> **Work instructions**
Every record is to be printed exactly as written; pictures are to be omitted.

== Segment start ==

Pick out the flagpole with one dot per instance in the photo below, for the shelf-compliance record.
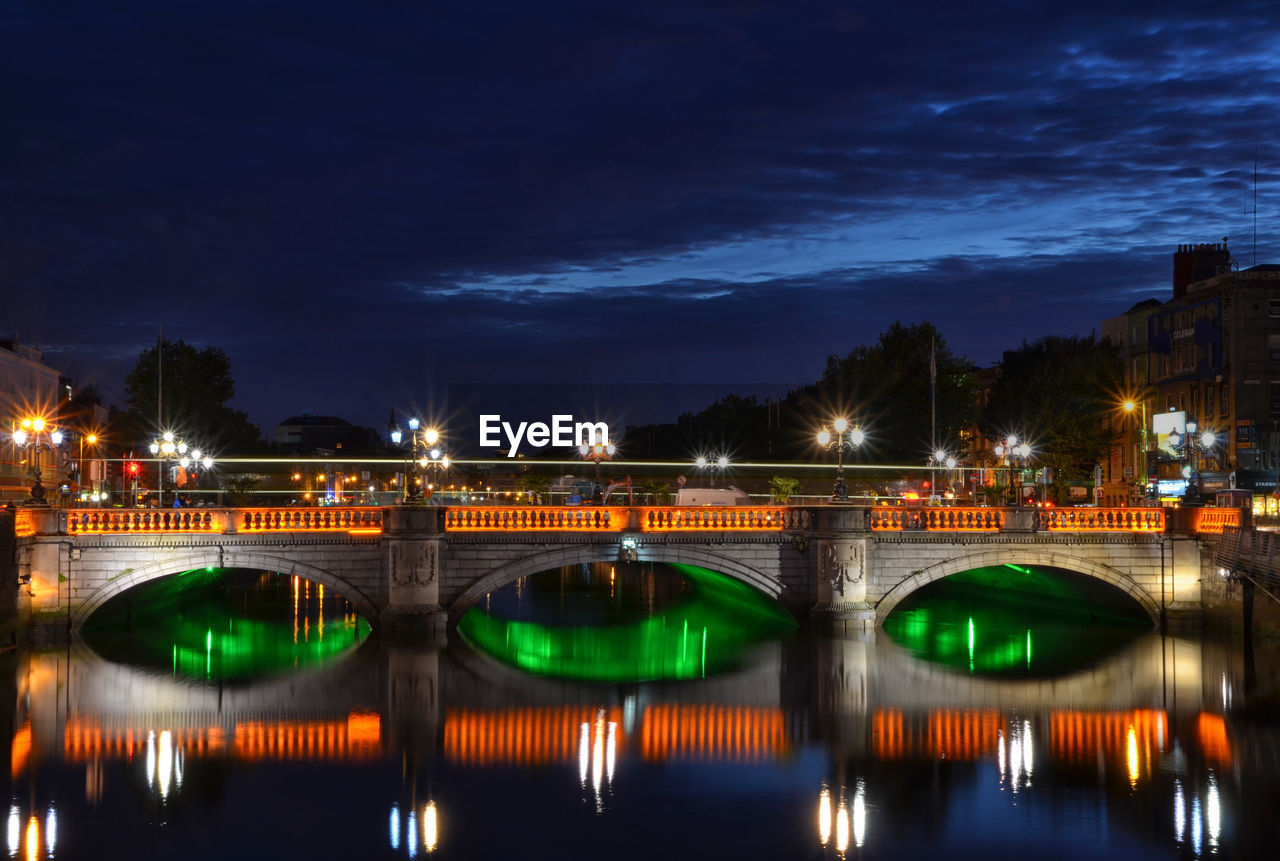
(933, 398)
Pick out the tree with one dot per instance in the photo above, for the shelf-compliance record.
(886, 388)
(192, 402)
(781, 489)
(658, 493)
(1055, 393)
(534, 485)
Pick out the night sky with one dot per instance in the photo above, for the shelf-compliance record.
(365, 202)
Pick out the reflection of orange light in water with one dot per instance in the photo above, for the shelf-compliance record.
(32, 839)
(356, 737)
(944, 733)
(1212, 737)
(522, 736)
(712, 732)
(1127, 736)
(21, 750)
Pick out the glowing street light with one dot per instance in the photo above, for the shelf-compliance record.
(845, 436)
(173, 453)
(595, 454)
(35, 435)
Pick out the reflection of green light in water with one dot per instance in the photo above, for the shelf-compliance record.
(216, 624)
(1075, 619)
(731, 614)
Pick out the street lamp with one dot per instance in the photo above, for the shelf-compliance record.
(36, 436)
(1193, 448)
(845, 436)
(172, 453)
(1015, 454)
(597, 453)
(434, 461)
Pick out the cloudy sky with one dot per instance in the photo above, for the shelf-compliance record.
(365, 202)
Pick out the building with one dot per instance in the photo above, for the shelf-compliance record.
(1210, 355)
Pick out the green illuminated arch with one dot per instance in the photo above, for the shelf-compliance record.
(589, 553)
(1105, 573)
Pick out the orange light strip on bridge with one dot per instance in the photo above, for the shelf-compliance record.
(1080, 736)
(712, 518)
(359, 737)
(954, 734)
(1102, 520)
(534, 518)
(709, 732)
(961, 518)
(521, 736)
(24, 525)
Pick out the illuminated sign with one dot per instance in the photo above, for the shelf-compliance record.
(1165, 424)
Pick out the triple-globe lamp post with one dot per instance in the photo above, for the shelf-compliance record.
(172, 453)
(1193, 445)
(35, 436)
(846, 435)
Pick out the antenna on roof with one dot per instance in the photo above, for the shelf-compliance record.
(1255, 202)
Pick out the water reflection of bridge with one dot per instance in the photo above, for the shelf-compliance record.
(871, 700)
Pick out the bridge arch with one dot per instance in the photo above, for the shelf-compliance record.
(588, 553)
(214, 557)
(936, 572)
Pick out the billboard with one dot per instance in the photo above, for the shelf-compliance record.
(1162, 425)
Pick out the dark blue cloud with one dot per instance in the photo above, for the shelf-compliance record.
(362, 201)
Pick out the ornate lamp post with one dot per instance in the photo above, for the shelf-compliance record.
(36, 436)
(434, 461)
(1193, 448)
(173, 453)
(945, 461)
(845, 436)
(1015, 456)
(597, 453)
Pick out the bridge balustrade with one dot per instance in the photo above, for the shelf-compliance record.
(117, 522)
(1104, 520)
(887, 518)
(717, 518)
(1215, 520)
(535, 518)
(310, 520)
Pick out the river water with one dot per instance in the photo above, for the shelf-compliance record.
(630, 713)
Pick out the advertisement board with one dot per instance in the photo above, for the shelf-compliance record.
(1162, 425)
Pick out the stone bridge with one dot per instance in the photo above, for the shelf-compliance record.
(415, 567)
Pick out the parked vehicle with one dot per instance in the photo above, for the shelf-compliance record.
(730, 495)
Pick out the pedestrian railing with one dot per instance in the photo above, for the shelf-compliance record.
(708, 518)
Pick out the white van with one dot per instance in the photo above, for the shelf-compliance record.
(712, 497)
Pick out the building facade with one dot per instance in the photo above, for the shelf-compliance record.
(28, 389)
(1207, 358)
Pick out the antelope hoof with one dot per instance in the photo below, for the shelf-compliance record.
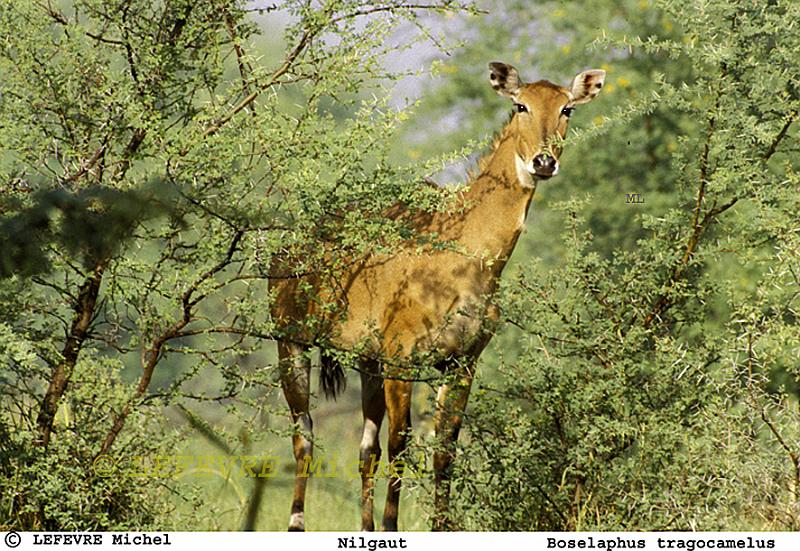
(297, 523)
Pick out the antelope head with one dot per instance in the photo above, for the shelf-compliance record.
(541, 113)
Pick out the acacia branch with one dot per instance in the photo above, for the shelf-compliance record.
(81, 321)
(153, 352)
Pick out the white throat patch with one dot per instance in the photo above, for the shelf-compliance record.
(523, 174)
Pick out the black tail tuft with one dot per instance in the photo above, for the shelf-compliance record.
(331, 378)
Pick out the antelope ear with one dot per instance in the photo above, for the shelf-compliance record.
(586, 85)
(504, 79)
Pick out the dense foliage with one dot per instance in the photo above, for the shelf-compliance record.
(152, 164)
(156, 157)
(648, 376)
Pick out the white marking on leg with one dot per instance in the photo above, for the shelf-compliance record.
(297, 522)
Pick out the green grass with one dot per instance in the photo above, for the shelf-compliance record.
(331, 503)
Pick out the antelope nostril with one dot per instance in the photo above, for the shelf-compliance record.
(546, 162)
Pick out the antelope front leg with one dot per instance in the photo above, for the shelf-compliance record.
(398, 406)
(294, 372)
(373, 407)
(451, 401)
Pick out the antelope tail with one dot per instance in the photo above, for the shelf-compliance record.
(332, 379)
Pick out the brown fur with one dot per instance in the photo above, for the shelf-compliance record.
(394, 307)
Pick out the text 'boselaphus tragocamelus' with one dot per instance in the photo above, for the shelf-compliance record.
(436, 302)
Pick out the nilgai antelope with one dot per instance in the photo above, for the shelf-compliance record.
(436, 302)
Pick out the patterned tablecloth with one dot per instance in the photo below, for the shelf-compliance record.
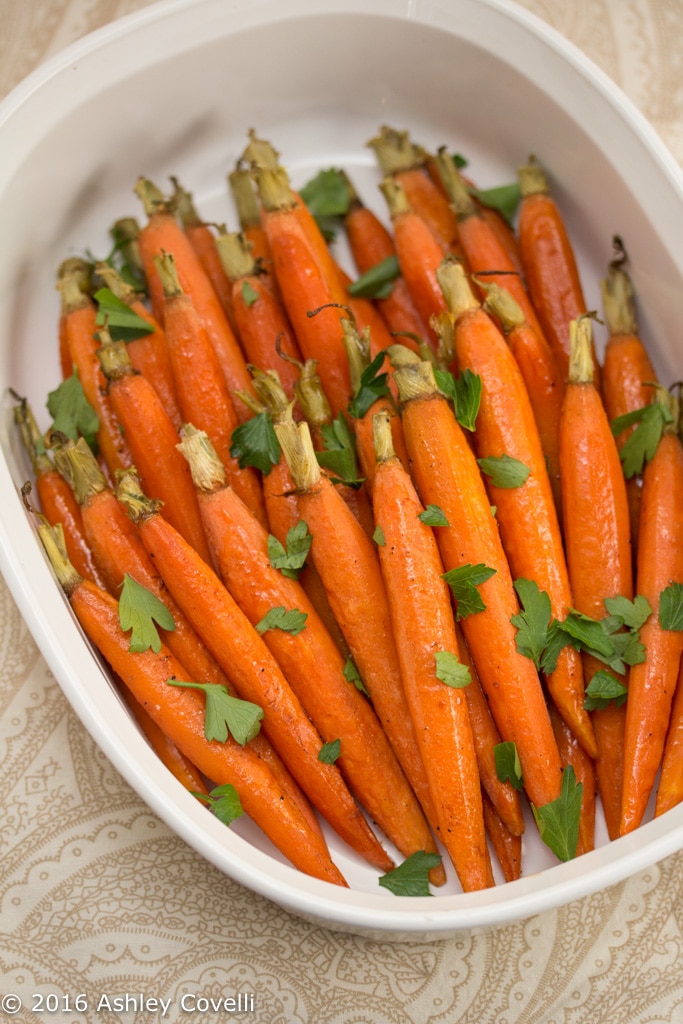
(99, 897)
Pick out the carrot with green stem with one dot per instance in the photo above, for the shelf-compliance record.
(446, 475)
(153, 440)
(307, 654)
(261, 321)
(147, 351)
(162, 232)
(659, 582)
(180, 713)
(628, 375)
(597, 539)
(427, 646)
(511, 456)
(203, 394)
(254, 673)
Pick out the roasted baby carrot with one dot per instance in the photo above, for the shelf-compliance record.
(253, 671)
(424, 631)
(506, 433)
(162, 232)
(203, 394)
(153, 440)
(597, 539)
(180, 713)
(659, 571)
(446, 475)
(308, 656)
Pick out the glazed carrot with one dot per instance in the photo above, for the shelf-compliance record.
(261, 321)
(628, 374)
(659, 565)
(549, 261)
(419, 254)
(148, 353)
(179, 712)
(573, 754)
(162, 232)
(347, 563)
(542, 375)
(371, 244)
(80, 320)
(307, 281)
(203, 241)
(485, 255)
(525, 511)
(670, 786)
(185, 772)
(408, 165)
(309, 658)
(73, 265)
(153, 440)
(424, 629)
(56, 499)
(446, 475)
(597, 540)
(203, 394)
(253, 671)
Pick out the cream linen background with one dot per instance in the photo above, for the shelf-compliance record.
(99, 897)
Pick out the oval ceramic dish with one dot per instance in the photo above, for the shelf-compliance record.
(174, 90)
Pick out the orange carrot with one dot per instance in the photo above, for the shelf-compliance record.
(446, 475)
(525, 511)
(670, 786)
(628, 374)
(253, 671)
(162, 232)
(424, 629)
(309, 658)
(153, 440)
(179, 712)
(148, 353)
(659, 566)
(203, 394)
(597, 539)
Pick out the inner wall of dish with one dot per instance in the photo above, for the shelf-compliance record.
(318, 88)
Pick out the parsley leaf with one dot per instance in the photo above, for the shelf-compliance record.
(451, 670)
(378, 282)
(225, 715)
(504, 470)
(330, 752)
(123, 324)
(139, 609)
(291, 557)
(558, 820)
(642, 443)
(339, 453)
(373, 385)
(351, 675)
(671, 607)
(463, 583)
(255, 443)
(249, 294)
(464, 391)
(532, 621)
(223, 801)
(72, 413)
(412, 877)
(292, 622)
(508, 765)
(604, 689)
(433, 516)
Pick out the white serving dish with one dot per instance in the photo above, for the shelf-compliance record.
(173, 90)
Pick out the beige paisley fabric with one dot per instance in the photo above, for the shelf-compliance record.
(98, 897)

== Segment end ==

> **Answer to this exercise**
Pick out the flagpole with one dot per instance in the photo below, for the shelf-compliance record.
(933, 398)
Pick out the tree with one dot per instance in the photo above, for the shelf-compliance record.
(886, 388)
(192, 402)
(781, 489)
(658, 493)
(1055, 393)
(534, 485)
Pick out the night sky with one dot per instance in the photo above, for the shelf-compliance record.
(365, 202)
Pick out the reflection of orange light in water with one dot per instance in the photo above, for the shelf-compliance record.
(32, 839)
(356, 737)
(944, 733)
(1212, 737)
(522, 736)
(712, 732)
(1127, 736)
(21, 750)
Pick out the glowing street light with one dot per instance in the photo above, for the shelf-compliance record.
(845, 436)
(173, 453)
(595, 454)
(35, 435)
Pick out the reflection of green light in water with one dot per instance in the photo above, for the shelf-compliance record.
(216, 624)
(1075, 619)
(731, 614)
Pick out the street lamp with one dot per instance in the photo above, for the shelf-compliance record.
(36, 436)
(1193, 448)
(845, 436)
(172, 453)
(1015, 454)
(597, 453)
(434, 461)
Pick out the cloudy sky with one dot per instance in the photo above, for the shelf-compliance record.
(365, 202)
Pick out the building with one dot per instance in the photo above, for the shelf-compliance record.
(1210, 355)
Pick out the green illuminated arch with one dot per instance in the photo above, for the shelf-compliance record.
(589, 553)
(1105, 573)
Pick out the orange light strip on bridge with one dot per instance in the photo above, for the shelf-compliance record.
(1080, 736)
(712, 518)
(359, 737)
(954, 734)
(1102, 520)
(534, 518)
(709, 732)
(961, 518)
(521, 736)
(24, 525)
Pick out the illuminated sign with one dot per instance in the photo above, for the shelf-compliance record.
(1165, 424)
Pick out the triple-globe lamp post with one dot per instance in the photo above, for the shelf-compliance record.
(172, 453)
(1193, 445)
(35, 436)
(846, 435)
Pick out the antenna on roof with one dot per instance in the photo above, for the shelf-compliance record.
(1255, 202)
Pick out the water reflection of bridge with one dot per instance in the photo above, for the shelf-compliance record.
(871, 700)
Pick out the bridge arch with one dot per instance in the photo above, for the shelf-compliance record.
(588, 553)
(214, 557)
(936, 572)
Pick out the billboard with one dot per instance in the photo above, for the shelf-compliance record.
(1162, 425)
Pick out the dark blue cloud with one dot per instance in the photo above, for the shelf-compliance record.
(362, 201)
Pick out the ornate lamp post with one dot per instance in the photo above, for the shelf-compliance record.
(36, 436)
(434, 461)
(1193, 448)
(173, 453)
(945, 461)
(845, 436)
(1015, 456)
(597, 453)
Pick out the bridge balustrade with one dot per instance in the photo above, for the shelf-compliance record.
(117, 522)
(1104, 520)
(887, 518)
(717, 518)
(1215, 520)
(535, 518)
(310, 520)
Pick out the river water with one dot per instance in the photo above, for the shelf-compliance record.
(630, 713)
Pick out the advertisement board with one dot per instance in the photo above, for the shelf-compliance record.
(1162, 425)
Pick out the stone bridge with one dot per instance in the photo above, for the shelf-compliance record.
(415, 567)
Pick out the parked vehicle with one dot per instance in the photo above, for the shelf-compliance record.
(730, 495)
Pick out the pedestrian railing with one dot per instance in the photo above, for the shelf-compliance record.
(708, 518)
Pick out the white van with one dot per instance in the photo above, for the shelf-compliance record.
(712, 497)
Pick out the building facade with one dot per instance in the photo above, for the shelf-compliance record.
(28, 389)
(1207, 358)
Pick out the antelope hoof with one dot per instance in the photo below, for the shelf-compliance record.
(297, 523)
Pick out the antelope head with one dot per instance in the photo above, for the shelf-compliance record.
(541, 113)
Pick out the acacia branch with one dot per instance in the photo above, for the shelf-compliance record.
(81, 321)
(153, 352)
Pick out the white throat patch with one dot per instance in the photo above, for the shelf-compliance record.
(523, 174)
Pick out the black tail tuft with one dot per instance in the photo above, for the shelf-compliance record.
(331, 378)
Pick out the antelope ear with one dot per instance in the photo above, for the shelf-compliance record.
(586, 85)
(504, 79)
Pick out the dense foliage with one dot per instance in the photo above, for the shelf-compliance record.
(152, 164)
(156, 157)
(648, 376)
Pick out the white marking on leg with one dot per instance in the photo above, for the shelf-compliance record.
(297, 522)
Pick out the green grass with one dot per instance in the photo above, for the shelf-compliance record.
(331, 503)
Pick out the antelope nostril with one dot per instance in the photo above, for the shelf-compliance record.
(546, 162)
Pick out the antelope front leg with one dot per instance in the photo above, for the shelf-compliance record.
(398, 406)
(294, 372)
(373, 407)
(451, 401)
Pick out the antelope tail with one dot per instance in the photo above, for the shelf-compliance record.
(332, 379)
Pick out the brown fur with one dot per instance in the photo above, for the shelf-compliance record.
(394, 307)
Pick out the text 'boselaphus tragocamelus' with one dot per instance in the photo above, for the shelf-compliance record.
(436, 302)
Pick out the nilgai antelope with one dot per instance in the photo above, for the shelf-compliance record.
(436, 302)
Pick out the patterned tablecloth with one dot per instance in the photo below, for the shelf-compliance record.
(99, 897)
Pick out the carrot with green stem with one dot per instance in the photo above, for the shelf-compliance record.
(446, 475)
(153, 440)
(307, 654)
(261, 321)
(147, 351)
(162, 232)
(659, 582)
(180, 713)
(628, 375)
(597, 539)
(427, 646)
(511, 456)
(203, 394)
(254, 673)
Pick out the roasted baby carrot with one dot per instance in the photo above, for the shelf-compliance record.
(253, 671)
(424, 631)
(506, 433)
(162, 232)
(203, 394)
(153, 440)
(597, 539)
(180, 713)
(659, 571)
(446, 475)
(308, 656)
Pick out the glazed carrot with one dot per instance in the photo above, for the shelf-compliance record.
(261, 321)
(628, 374)
(659, 565)
(549, 261)
(419, 254)
(148, 353)
(179, 712)
(573, 754)
(162, 232)
(347, 563)
(542, 375)
(371, 244)
(80, 320)
(307, 281)
(203, 241)
(485, 255)
(525, 511)
(670, 786)
(185, 772)
(408, 165)
(309, 658)
(73, 265)
(153, 440)
(424, 629)
(56, 499)
(446, 475)
(597, 540)
(203, 394)
(253, 671)
Pick out the cream linen background with one dot per instance in the photo above, for the shelf-compliance record.
(99, 897)
Pick out the oval ceramic dish with one dot per instance in the photo above, for the shelf-compliance record.
(174, 90)
Pick out the orange carrot with one dot per instance in the photo above, for the shelf-compliance record.
(446, 475)
(525, 511)
(670, 786)
(628, 374)
(253, 671)
(162, 232)
(424, 629)
(309, 658)
(153, 440)
(179, 712)
(148, 353)
(659, 566)
(203, 394)
(597, 539)
Pick out the inner wall of dish with one dot per instance in the photo above, for the shelf-compliance record.
(318, 88)
Pick out the parsley leaf with one dot per instance in the photo above, for the shelf-compliance record.
(451, 670)
(378, 282)
(225, 715)
(504, 470)
(330, 752)
(123, 324)
(139, 609)
(291, 557)
(558, 820)
(642, 443)
(339, 453)
(373, 385)
(351, 675)
(671, 607)
(463, 583)
(255, 443)
(249, 294)
(464, 391)
(532, 621)
(223, 801)
(72, 413)
(412, 877)
(292, 622)
(508, 765)
(604, 689)
(433, 516)
Pick out the white serving dish with one dot per instance in the photo above, for the shelf-compliance record.
(173, 90)
Pick out the beige paisley fabric with one dot per instance in the photo above, for the shelf-compliance record.
(98, 897)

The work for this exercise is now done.